• Dataset items:

==========

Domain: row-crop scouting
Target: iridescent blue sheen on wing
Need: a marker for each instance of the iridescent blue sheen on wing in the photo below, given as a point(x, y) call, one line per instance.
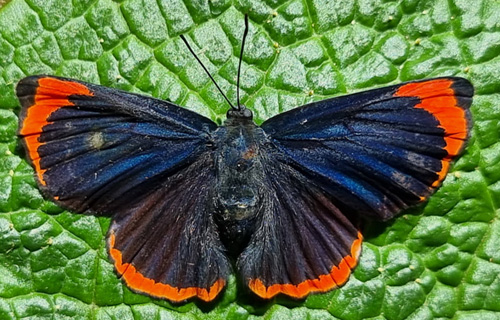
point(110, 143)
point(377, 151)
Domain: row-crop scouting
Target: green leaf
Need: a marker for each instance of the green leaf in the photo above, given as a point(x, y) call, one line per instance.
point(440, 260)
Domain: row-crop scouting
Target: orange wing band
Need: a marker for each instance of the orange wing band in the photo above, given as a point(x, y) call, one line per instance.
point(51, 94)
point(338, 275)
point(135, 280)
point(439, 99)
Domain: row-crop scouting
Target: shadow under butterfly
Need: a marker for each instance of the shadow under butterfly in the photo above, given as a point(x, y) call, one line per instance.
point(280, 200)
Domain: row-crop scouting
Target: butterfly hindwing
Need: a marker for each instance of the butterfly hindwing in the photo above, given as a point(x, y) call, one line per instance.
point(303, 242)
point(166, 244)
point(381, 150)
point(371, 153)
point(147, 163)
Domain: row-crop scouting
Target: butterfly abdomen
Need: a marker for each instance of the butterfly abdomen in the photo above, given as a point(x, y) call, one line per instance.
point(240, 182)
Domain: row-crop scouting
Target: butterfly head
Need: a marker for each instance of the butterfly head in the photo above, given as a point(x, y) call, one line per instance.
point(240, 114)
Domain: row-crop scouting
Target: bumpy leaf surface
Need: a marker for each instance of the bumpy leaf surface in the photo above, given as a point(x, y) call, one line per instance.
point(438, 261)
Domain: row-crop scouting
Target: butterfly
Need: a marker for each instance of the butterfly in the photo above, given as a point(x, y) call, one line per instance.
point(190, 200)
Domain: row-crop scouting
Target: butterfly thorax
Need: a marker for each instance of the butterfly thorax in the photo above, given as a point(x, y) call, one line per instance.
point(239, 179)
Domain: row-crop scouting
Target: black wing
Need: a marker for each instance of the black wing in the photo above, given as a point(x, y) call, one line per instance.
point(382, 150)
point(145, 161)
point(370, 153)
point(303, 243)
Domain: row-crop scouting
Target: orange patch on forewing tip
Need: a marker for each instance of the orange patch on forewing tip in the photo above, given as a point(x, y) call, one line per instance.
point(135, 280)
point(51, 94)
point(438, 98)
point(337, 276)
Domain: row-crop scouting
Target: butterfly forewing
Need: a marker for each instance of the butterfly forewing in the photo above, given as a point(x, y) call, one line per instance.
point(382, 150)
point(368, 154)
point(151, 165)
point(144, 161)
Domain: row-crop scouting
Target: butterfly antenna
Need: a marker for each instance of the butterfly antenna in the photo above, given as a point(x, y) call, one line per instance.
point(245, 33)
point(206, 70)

==========

• Task description:
Transcribe every entry word for word, but skip the pictures.

• Output for this exercise:
Domain: row-crop scouting
Target: iridescent blue sheen on wing
Need: a marker for each instance of the iridescent blue sheen on wing in the photo below, given as a point(x, y) call, one line per instance.
point(110, 143)
point(377, 151)
Domain: row-crop scouting
Target: green leaf
Need: a marker for each instance of the green leaf in the photo above, given as a point(x, y) call, one line per instance.
point(440, 260)
Domain: row-crop scouting
Target: orange wing band
Need: a marker for each instance of the orange wing band in the photo above, given as a point(x, y) call, one line per instance.
point(51, 94)
point(338, 275)
point(135, 280)
point(439, 99)
Domain: row-crop scouting
Target: shadow under butterfly
Need: a marker for each instance of the shadow under butterfly in the photo above, given as a point(x, y) call, one line per instance.
point(280, 200)
Domain: row-crop scouting
Target: butterfly hindwing
Need: a marker for each instance of the butterfly hindwing in the photo above, given as a point(x, y) call, one line per instance.
point(303, 242)
point(166, 244)
point(381, 150)
point(371, 153)
point(147, 163)
Domain: row-crop scouting
Target: butterfly abdomen
Need: a marker for each instance of the butterfly abdomen in the photo above, given as a point(x, y) call, one line per instance.
point(240, 182)
Domain: row-crop scouting
Target: butterfly head
Need: a marker for each instance of the butterfly head in the photo above, given as a point(x, y) call, one line per instance.
point(240, 114)
Domain: row-crop scouting
Target: bumpy leaf surface
Need: a marker for each instance of the bumpy leaf surface in the photo above, given as a point(x, y) call, one line per instance.
point(438, 261)
Domain: row-crop scouting
Target: butterfly
Need: a marker for each instance of the butterfly in the photo above, given as a point(x, y) call, one line per instance.
point(190, 200)
Domain: row-crop scouting
Target: butterfly thorax
Need: a marker for each instance of the butterfly thorax in the photo above, given as a point(x, y) call, one line per instance.
point(239, 179)
Domain: row-crop scouting
Target: black wing
Need: a marker for each instance of the black wing in the photo above, given as a point(x, y) call, one line per instance.
point(382, 150)
point(145, 161)
point(370, 153)
point(303, 243)
Domain: row-crop scouting
Target: orange patch on forewing tip
Need: a marker for each instance of the orange patch on forewing tip in the photo above, given as a point(x, y) call, one line per instance.
point(135, 280)
point(51, 94)
point(438, 98)
point(337, 276)
Domain: row-crop scouting
Target: butterfly forewing
Need: a marker for each instance of the butterfly forewing in the photo above, given as a point(x, y) call, one line per instance.
point(382, 150)
point(368, 154)
point(151, 165)
point(144, 161)
Domain: row-crop scouting
Target: butterfly antenna
Need: a marker for each instance of the butterfly antenna in the photo above, given as a point(x, y) call, one line per instance.
point(245, 33)
point(206, 70)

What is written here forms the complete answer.